Task directions —
Rewrite each of the records below with "Sample output" changed to "Example output" and everything else left as it is. Omit the pictures from your output.

Extracted data —
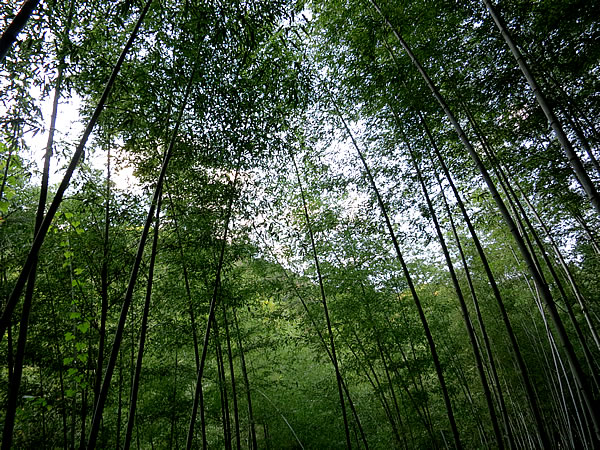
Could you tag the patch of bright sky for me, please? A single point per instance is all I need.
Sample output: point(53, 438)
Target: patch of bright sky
point(69, 129)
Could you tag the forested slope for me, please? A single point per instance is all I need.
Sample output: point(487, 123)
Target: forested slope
point(364, 223)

Task result —
Could you tag the patch of bright sky for me, please? A single point per instance is all I need.
Example output: point(53, 438)
Target: patch of bright sky
point(69, 129)
Could you tag the forested slope for me, please? A single point per instance is all I need.
Example output: point(487, 123)
Target: forested slope
point(364, 223)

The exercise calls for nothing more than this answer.